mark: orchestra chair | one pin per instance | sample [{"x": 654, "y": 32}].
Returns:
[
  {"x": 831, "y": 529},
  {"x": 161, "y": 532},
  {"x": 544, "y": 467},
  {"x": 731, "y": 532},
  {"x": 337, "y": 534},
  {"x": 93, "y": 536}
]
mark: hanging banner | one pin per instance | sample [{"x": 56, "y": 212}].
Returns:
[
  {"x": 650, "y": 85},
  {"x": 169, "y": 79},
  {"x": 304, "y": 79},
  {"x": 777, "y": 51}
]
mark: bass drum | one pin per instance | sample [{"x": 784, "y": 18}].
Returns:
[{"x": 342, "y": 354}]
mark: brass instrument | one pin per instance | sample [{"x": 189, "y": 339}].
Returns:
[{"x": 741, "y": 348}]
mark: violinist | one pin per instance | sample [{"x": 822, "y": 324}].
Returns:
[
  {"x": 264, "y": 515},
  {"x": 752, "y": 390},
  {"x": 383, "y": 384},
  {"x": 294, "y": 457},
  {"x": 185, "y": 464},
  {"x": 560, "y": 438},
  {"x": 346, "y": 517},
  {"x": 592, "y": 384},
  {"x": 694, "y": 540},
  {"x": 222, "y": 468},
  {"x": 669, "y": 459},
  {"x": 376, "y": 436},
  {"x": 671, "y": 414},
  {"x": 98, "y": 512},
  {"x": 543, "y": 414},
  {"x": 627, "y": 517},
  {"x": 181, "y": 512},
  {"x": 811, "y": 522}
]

------------------------

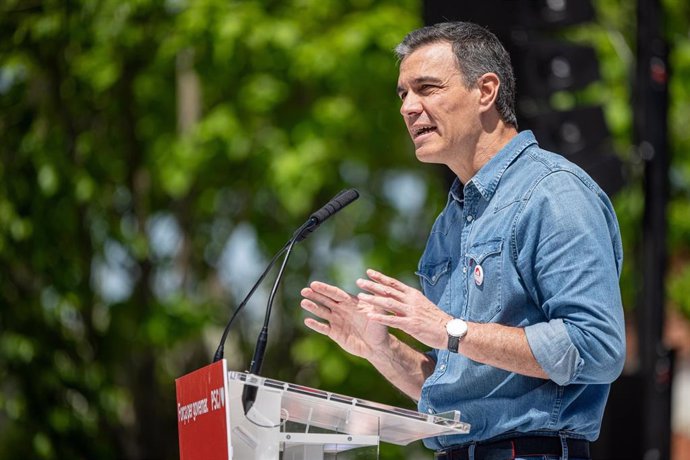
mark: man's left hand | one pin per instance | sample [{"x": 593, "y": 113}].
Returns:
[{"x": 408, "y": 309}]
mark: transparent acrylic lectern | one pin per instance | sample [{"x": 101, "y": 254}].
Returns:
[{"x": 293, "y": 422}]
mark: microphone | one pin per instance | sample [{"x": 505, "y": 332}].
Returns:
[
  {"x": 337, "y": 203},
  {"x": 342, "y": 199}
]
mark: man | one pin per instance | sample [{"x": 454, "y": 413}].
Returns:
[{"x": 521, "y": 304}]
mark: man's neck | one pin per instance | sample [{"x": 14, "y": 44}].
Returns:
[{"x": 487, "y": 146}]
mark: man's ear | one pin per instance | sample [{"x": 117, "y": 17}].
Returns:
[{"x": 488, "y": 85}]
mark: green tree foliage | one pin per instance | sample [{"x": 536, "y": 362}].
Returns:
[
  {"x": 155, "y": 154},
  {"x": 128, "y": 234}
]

------------------------

GOAL OF THE EXERCISE ▸ Pick out every line in the records above that includes the word "sample", and copy each one. Case counts, so only matches with the same upper- and lowercase letters qualify.

SOLVED EXERCISE ▸
mark: orchestra chair | one pin per instance | sample [{"x": 654, "y": 32}].
mark: hanging banner | one pin per instance | sample [{"x": 56, "y": 212}].
mark: bass drum | one pin per instance | sample [{"x": 784, "y": 18}].
mark: brass instrument | one pin per instance | sample [{"x": 189, "y": 339}].
mark: violinist | one pin per instance | sample [{"x": 822, "y": 324}].
mark: man's left hand | one pin per instance | sample [{"x": 593, "y": 113}].
mark: transparent acrylic lectern | one pin per instance | sample [{"x": 101, "y": 254}].
mark: microphone | one pin per instance | sample [{"x": 505, "y": 332}].
mark: man | one pin per instance | sample [{"x": 454, "y": 413}].
mark: man's neck | one pin per instance | sample [{"x": 14, "y": 44}].
mark: man's ear | one pin per instance | sample [{"x": 117, "y": 17}].
mark: green tree foliage | one pin per instance | sample [{"x": 536, "y": 362}].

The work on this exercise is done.